Evidence of meeting #34 for Justice and Human Rights in the 39th Parliament, 1st Session. (The original version is on Parliament’s site, as are the minutes.) The winning word was sentence.

On the agenda

MPs speaking

Also speaking

William Blair  Chief, Toronto Police Service
Hon. Michael Bryant  Attorney General, Ontario Ministry of the Attorney General
Peter Rosenthal  Professor, Department of Mathematics, University of Toronto, As an Individual
John Muise  Director, Public Safety, Canadian Centre for Abuse Awareness
Margaret Beare  Former Director, Nathanson Centre for the Study of Organized Crime and Corruption, As an Individual
Andy Rady  Ontario Representative on the Board, Canadian Council of Criminal Defence Lawyers
William Trudell  Chair, Canadian Council of Criminal Defence Lawyers
George Biggar  Vice-President, Policy, Planning and External Relations, Legal Aid Ontario
Fiona Sampson  Director of litigation, Women's Legal Education and Action Fund
Jonathan Rudin  Program Director, Aboriginal Legal Services of Toronto

3 p.m.

Conservative

Patrick Brown Conservative Barrie, ON

Okay. In that case, to remain logically consistent, would it be the position of the criminal lawyers that the existing maximums in the code are unfair for inhibiting a judge's discretion?

3 p.m.

Ontario Representative on the Board, Canadian Council of Criminal Defence Lawyers

Andy Rady

That's a good question. I could say this to you. With the exception...actually it's a minimum with murder. Many of the maximums have never been approached because there haven't been many cases in which that has occurred. The discretion probably hasn't been fettered, just by the way the cases have come up over time. But there have been ways around that, believe it or not, with consecutive sentences. They do get imposed. If one has multiple offences, that's how judges can sometimes get past that maximum if they see fit in that case. But the maximums now are generally set so high that we don't really come close to them, with some exceptions.

3 p.m.

Conservative

Patrick Brown Conservative Barrie, ON

If I could give an example, section 86 of the code, which deals with careless use or improper storage of a firearm, allows for a maximum of two years for the first offence. On that obviously high figure of two years, would it be the position of your organization that it would be inappropriate to inhibit the judge's discretion? Do you suggest it's wrong to inhibit their discretion all at the lower end, or should it be both?

3 p.m.

Ontario Representative on the Board, Canadian Council of Criminal Defence Lawyers

Andy Rady

Again, I repeat my comment. Careless storage of a firearm probably takes in someone who didn't put their trigger lock on right, and they might be a legitimate hunter living in rural Saskatchewan. That's usually the kind of case involved for careless storage. Those aren't people who tend to be the “criminal types”, so it doesn't usually get to that point in that particular offence. The other alternative would be to allow life sentences for everything, but that's unrealistic as well.

━━━━━━━━

Please return the passage of the committee transcript starting with "Okay. In that" and going on through "a judge's discretion?", copied word for word. None of the records are needed.

→ Annotation data for object locations
━━━━━━━━

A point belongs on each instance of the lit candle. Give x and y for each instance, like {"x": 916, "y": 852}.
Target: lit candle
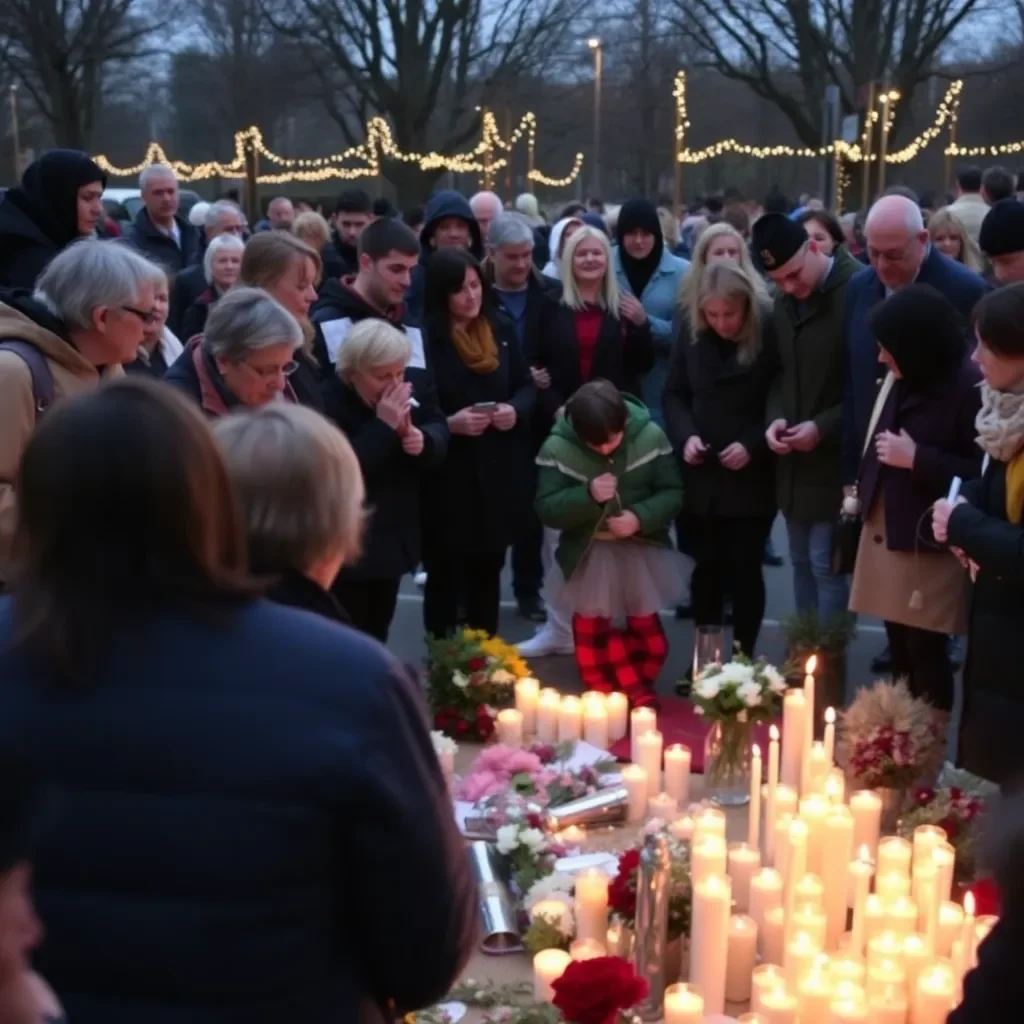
{"x": 649, "y": 758}
{"x": 769, "y": 846}
{"x": 635, "y": 780}
{"x": 865, "y": 805}
{"x": 509, "y": 724}
{"x": 569, "y": 720}
{"x": 587, "y": 949}
{"x": 592, "y": 905}
{"x": 742, "y": 953}
{"x": 663, "y": 806}
{"x": 595, "y": 724}
{"x": 710, "y": 940}
{"x": 548, "y": 706}
{"x": 754, "y": 817}
{"x": 526, "y": 693}
{"x": 677, "y": 773}
{"x": 642, "y": 720}
{"x": 794, "y": 730}
{"x": 743, "y": 863}
{"x": 617, "y": 707}
{"x": 935, "y": 994}
{"x": 683, "y": 1006}
{"x": 549, "y": 966}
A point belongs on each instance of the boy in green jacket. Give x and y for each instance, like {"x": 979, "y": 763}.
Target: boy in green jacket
{"x": 609, "y": 481}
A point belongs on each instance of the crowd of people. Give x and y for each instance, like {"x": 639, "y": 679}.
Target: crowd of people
{"x": 316, "y": 409}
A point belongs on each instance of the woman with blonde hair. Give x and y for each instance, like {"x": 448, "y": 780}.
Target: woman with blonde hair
{"x": 723, "y": 363}
{"x": 389, "y": 413}
{"x": 950, "y": 238}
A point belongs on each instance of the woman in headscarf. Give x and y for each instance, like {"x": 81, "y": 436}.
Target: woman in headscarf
{"x": 57, "y": 203}
{"x": 649, "y": 278}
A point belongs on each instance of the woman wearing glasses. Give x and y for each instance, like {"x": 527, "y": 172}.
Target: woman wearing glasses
{"x": 244, "y": 357}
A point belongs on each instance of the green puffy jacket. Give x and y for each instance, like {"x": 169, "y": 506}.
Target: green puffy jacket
{"x": 649, "y": 484}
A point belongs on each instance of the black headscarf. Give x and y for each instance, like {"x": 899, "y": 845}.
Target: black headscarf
{"x": 639, "y": 213}
{"x": 921, "y": 329}
{"x": 50, "y": 186}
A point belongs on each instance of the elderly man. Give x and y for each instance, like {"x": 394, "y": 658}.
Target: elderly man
{"x": 222, "y": 217}
{"x": 84, "y": 320}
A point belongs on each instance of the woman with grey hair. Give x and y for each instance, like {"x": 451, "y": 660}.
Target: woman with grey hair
{"x": 244, "y": 357}
{"x": 221, "y": 265}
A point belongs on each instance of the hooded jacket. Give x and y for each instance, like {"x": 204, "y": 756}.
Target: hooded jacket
{"x": 22, "y": 318}
{"x": 441, "y": 206}
{"x": 649, "y": 484}
{"x": 40, "y": 217}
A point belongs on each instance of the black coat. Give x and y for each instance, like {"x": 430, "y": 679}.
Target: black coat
{"x": 393, "y": 479}
{"x": 709, "y": 394}
{"x": 480, "y": 499}
{"x": 161, "y": 248}
{"x": 248, "y": 823}
{"x": 624, "y": 353}
{"x": 940, "y": 420}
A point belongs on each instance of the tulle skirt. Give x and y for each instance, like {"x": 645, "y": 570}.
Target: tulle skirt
{"x": 616, "y": 579}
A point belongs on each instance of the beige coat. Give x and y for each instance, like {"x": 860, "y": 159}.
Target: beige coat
{"x": 72, "y": 375}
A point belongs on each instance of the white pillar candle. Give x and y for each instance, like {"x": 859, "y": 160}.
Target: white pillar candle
{"x": 744, "y": 862}
{"x": 649, "y": 758}
{"x": 635, "y": 780}
{"x": 569, "y": 720}
{"x": 770, "y": 810}
{"x": 587, "y": 949}
{"x": 710, "y": 940}
{"x": 794, "y": 731}
{"x": 754, "y": 812}
{"x": 509, "y": 724}
{"x": 683, "y": 1006}
{"x": 527, "y": 693}
{"x": 837, "y": 853}
{"x": 549, "y": 966}
{"x": 935, "y": 994}
{"x": 766, "y": 892}
{"x": 663, "y": 806}
{"x": 741, "y": 955}
{"x": 595, "y": 725}
{"x": 865, "y": 805}
{"x": 642, "y": 720}
{"x": 677, "y": 773}
{"x": 548, "y": 706}
{"x": 617, "y": 708}
{"x": 591, "y": 903}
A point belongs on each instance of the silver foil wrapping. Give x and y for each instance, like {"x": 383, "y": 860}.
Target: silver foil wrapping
{"x": 652, "y": 924}
{"x": 498, "y": 918}
{"x": 606, "y": 807}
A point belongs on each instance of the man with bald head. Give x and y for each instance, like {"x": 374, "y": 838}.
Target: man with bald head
{"x": 900, "y": 253}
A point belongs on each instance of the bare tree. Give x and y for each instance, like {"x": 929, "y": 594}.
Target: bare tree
{"x": 62, "y": 53}
{"x": 425, "y": 66}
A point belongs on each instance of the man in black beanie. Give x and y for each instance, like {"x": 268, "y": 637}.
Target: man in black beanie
{"x": 1001, "y": 240}
{"x": 805, "y": 406}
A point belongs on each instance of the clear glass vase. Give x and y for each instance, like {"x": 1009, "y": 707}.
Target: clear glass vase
{"x": 727, "y": 763}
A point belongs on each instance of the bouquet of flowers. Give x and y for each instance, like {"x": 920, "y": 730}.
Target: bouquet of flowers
{"x": 470, "y": 677}
{"x": 888, "y": 738}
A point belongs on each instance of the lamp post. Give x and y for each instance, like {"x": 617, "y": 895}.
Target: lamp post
{"x": 595, "y": 45}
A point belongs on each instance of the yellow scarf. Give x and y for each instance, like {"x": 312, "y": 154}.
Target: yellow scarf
{"x": 476, "y": 346}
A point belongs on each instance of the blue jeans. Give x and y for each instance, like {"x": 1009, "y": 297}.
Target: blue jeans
{"x": 816, "y": 588}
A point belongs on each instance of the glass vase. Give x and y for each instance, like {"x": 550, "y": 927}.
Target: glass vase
{"x": 727, "y": 763}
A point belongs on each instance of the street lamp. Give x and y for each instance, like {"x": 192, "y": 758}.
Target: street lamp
{"x": 595, "y": 44}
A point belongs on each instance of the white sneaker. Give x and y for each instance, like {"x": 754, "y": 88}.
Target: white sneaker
{"x": 546, "y": 642}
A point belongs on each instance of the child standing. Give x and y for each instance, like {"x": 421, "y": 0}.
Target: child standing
{"x": 609, "y": 482}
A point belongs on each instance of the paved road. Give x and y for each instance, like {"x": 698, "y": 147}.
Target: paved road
{"x": 407, "y": 632}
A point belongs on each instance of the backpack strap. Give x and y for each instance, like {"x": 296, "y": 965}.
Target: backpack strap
{"x": 42, "y": 378}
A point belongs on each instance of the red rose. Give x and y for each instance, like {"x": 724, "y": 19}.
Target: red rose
{"x": 593, "y": 991}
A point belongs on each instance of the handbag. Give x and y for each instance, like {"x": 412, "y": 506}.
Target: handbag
{"x": 846, "y": 532}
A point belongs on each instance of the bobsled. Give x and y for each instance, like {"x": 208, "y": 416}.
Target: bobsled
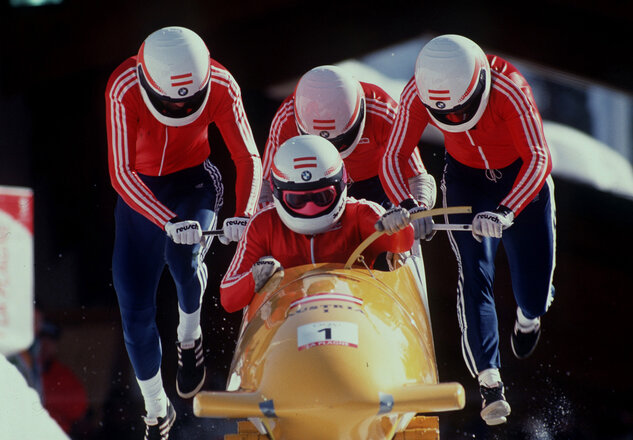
{"x": 333, "y": 351}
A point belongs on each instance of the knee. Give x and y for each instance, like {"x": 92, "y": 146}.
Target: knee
{"x": 139, "y": 325}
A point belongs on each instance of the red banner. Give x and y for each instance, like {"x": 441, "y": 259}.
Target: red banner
{"x": 16, "y": 269}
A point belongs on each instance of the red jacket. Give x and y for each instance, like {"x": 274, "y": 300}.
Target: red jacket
{"x": 509, "y": 129}
{"x": 138, "y": 143}
{"x": 363, "y": 163}
{"x": 267, "y": 235}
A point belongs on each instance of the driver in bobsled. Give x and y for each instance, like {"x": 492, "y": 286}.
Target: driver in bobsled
{"x": 312, "y": 220}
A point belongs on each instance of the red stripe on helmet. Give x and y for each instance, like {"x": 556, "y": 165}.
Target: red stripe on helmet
{"x": 473, "y": 80}
{"x": 182, "y": 83}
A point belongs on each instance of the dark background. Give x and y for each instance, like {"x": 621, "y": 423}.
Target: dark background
{"x": 54, "y": 65}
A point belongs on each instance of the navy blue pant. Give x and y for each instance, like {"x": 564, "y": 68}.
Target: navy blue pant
{"x": 142, "y": 249}
{"x": 529, "y": 245}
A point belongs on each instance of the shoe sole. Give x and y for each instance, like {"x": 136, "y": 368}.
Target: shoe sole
{"x": 496, "y": 413}
{"x": 195, "y": 390}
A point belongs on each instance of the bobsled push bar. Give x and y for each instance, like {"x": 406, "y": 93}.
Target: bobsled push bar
{"x": 429, "y": 213}
{"x": 422, "y": 398}
{"x": 436, "y": 226}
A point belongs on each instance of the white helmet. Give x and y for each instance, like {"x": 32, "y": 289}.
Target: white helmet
{"x": 309, "y": 184}
{"x": 452, "y": 75}
{"x": 174, "y": 71}
{"x": 330, "y": 103}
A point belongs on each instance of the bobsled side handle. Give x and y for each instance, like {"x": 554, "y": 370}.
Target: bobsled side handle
{"x": 429, "y": 213}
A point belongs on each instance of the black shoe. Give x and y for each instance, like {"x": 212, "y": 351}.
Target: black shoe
{"x": 524, "y": 342}
{"x": 494, "y": 407}
{"x": 191, "y": 370}
{"x": 158, "y": 428}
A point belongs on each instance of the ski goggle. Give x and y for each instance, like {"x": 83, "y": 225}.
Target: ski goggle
{"x": 310, "y": 203}
{"x": 170, "y": 107}
{"x": 344, "y": 140}
{"x": 465, "y": 112}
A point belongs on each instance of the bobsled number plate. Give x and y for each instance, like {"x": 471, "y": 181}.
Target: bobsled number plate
{"x": 327, "y": 333}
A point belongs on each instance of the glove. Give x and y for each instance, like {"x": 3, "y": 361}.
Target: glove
{"x": 492, "y": 223}
{"x": 423, "y": 188}
{"x": 233, "y": 228}
{"x": 423, "y": 227}
{"x": 263, "y": 269}
{"x": 183, "y": 231}
{"x": 393, "y": 220}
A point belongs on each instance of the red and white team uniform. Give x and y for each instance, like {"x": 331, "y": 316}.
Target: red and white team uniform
{"x": 138, "y": 143}
{"x": 364, "y": 162}
{"x": 510, "y": 128}
{"x": 266, "y": 235}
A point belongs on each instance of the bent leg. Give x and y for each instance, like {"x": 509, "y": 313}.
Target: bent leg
{"x": 530, "y": 245}
{"x": 137, "y": 264}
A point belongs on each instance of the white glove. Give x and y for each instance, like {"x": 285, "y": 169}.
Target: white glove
{"x": 492, "y": 223}
{"x": 183, "y": 231}
{"x": 423, "y": 227}
{"x": 263, "y": 269}
{"x": 393, "y": 220}
{"x": 424, "y": 189}
{"x": 233, "y": 228}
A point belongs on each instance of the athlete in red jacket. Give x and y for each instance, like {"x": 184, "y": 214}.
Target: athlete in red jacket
{"x": 357, "y": 118}
{"x": 312, "y": 221}
{"x": 498, "y": 162}
{"x": 159, "y": 105}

━━━━━━━━

→ Expected answer
Okay. In that case, to remain logically consistent, would it be the position of the criminal lawyers that the existing maximums in the code are unfair for inhibiting a judge's discretion?